### Verilen görev:
Aşağıdaki kayıtlarda "Provide the segmentation of every instance of the white" ifadesini içeren satırdan kayıtların sonuna kadar uzanan bölümü (iki uç dahil) "Sıra" ve "Satır" sütunlarından oluşan bir Markdown tablosu olarak ifade et. Boş satırları atla. "Sıra" sütununa satır numarasını, "Satır" sütununa satırın kendisini yaz.

### Girdi satırları:
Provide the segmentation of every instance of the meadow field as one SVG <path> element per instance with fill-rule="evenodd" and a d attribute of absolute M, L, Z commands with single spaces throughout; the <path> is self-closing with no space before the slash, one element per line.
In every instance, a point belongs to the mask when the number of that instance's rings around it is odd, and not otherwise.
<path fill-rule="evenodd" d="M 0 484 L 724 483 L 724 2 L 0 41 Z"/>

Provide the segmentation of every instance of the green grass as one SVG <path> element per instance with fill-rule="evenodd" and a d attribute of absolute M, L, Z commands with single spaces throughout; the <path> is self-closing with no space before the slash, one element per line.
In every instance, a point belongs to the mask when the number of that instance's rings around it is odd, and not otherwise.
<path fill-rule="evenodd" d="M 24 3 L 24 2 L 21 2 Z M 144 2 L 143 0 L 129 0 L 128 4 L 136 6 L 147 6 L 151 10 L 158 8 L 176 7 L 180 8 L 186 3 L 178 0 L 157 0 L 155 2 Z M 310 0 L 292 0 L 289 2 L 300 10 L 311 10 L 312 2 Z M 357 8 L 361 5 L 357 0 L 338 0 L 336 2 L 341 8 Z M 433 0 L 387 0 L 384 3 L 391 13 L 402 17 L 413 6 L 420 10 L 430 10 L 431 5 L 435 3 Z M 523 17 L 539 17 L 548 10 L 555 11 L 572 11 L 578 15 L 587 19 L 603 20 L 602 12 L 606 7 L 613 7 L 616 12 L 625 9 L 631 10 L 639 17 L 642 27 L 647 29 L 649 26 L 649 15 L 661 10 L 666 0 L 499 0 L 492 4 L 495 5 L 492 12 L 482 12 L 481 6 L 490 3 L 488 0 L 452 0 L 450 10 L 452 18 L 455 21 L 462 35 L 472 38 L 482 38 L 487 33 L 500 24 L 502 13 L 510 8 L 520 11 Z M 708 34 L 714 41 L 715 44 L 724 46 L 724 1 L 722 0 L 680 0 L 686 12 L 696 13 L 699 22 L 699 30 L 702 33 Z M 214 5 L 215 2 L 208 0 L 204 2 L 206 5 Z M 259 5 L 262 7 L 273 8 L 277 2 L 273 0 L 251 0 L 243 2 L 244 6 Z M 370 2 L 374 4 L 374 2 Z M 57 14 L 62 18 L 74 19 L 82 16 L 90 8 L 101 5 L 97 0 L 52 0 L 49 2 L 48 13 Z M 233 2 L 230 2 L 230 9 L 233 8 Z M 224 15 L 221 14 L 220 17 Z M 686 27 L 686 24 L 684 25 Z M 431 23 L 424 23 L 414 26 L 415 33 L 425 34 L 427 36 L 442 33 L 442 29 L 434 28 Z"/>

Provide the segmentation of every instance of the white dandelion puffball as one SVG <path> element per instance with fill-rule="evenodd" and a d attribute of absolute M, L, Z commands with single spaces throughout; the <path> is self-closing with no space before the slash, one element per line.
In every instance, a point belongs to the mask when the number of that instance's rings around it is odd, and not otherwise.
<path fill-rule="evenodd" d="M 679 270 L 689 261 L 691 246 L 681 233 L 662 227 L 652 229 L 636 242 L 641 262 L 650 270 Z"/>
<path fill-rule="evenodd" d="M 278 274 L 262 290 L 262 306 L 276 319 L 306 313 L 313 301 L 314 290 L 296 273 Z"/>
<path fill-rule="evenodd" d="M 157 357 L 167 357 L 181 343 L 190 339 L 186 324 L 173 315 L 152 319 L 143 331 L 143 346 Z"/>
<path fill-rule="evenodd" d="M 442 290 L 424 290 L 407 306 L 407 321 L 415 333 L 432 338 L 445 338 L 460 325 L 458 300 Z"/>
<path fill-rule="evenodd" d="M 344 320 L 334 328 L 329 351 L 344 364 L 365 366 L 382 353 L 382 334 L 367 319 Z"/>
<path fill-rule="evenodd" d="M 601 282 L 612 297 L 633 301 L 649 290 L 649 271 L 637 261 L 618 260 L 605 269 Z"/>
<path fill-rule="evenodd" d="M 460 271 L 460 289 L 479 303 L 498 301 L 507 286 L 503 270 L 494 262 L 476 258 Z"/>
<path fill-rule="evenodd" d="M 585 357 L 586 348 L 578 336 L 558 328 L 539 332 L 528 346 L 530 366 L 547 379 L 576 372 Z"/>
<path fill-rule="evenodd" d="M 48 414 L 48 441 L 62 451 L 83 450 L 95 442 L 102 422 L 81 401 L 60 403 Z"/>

### Tamamlanan görev:
| Sıra | Satır |
|---|---|
| 1 | Provide the segmentation of every instance of the white dandelion puffball as one SVG <path> element per instance with fill-rule="evenodd" and a d attribute of absolute M, L, Z commands with single spaces throughout; the <path> is self-closing with no space before the slash, one element per line. |
| 2 | In every instance, a point belongs to the mask when the number of that instance's rings around it is odd, and not otherwise. |
| 3 | <path fill-rule="evenodd" d="M 679 270 L 689 261 L 691 246 L 681 233 L 662 227 L 652 229 L 636 242 L 641 262 L 650 270 Z"/> |
| 4 | <path fill-rule="evenodd" d="M 278 274 L 262 290 L 262 306 L 276 319 L 306 313 L 313 301 L 314 290 L 296 273 Z"/> |
| 5 | <path fill-rule="evenodd" d="M 157 357 L 167 357 L 181 343 L 190 339 L 186 324 L 173 315 L 152 319 L 143 331 L 143 346 Z"/> |
| 6 | <path fill-rule="evenodd" d="M 442 290 L 424 290 L 407 306 L 407 321 L 415 333 L 432 338 L 445 338 L 460 325 L 458 300 Z"/> |
| 7 | <path fill-rule="evenodd" d="M 344 320 L 334 328 L 329 351 L 344 364 L 365 366 L 382 353 L 382 334 L 367 319 Z"/> |
| 8 | <path fill-rule="evenodd" d="M 601 282 L 612 297 L 633 301 L 649 290 L 649 271 L 637 261 L 618 260 L 605 269 Z"/> |
| 9 | <path fill-rule="evenodd" d="M 460 271 L 460 289 L 479 303 L 498 301 L 507 286 L 503 270 L 494 262 L 476 258 Z"/> |
| 10 | <path fill-rule="evenodd" d="M 585 357 L 586 348 L 578 336 L 558 328 L 539 332 L 528 346 L 530 366 L 547 379 L 576 372 Z"/> |
| 11 | <path fill-rule="evenodd" d="M 48 414 L 48 441 L 62 451 L 83 450 L 95 442 L 102 422 L 81 401 L 60 403 Z"/> |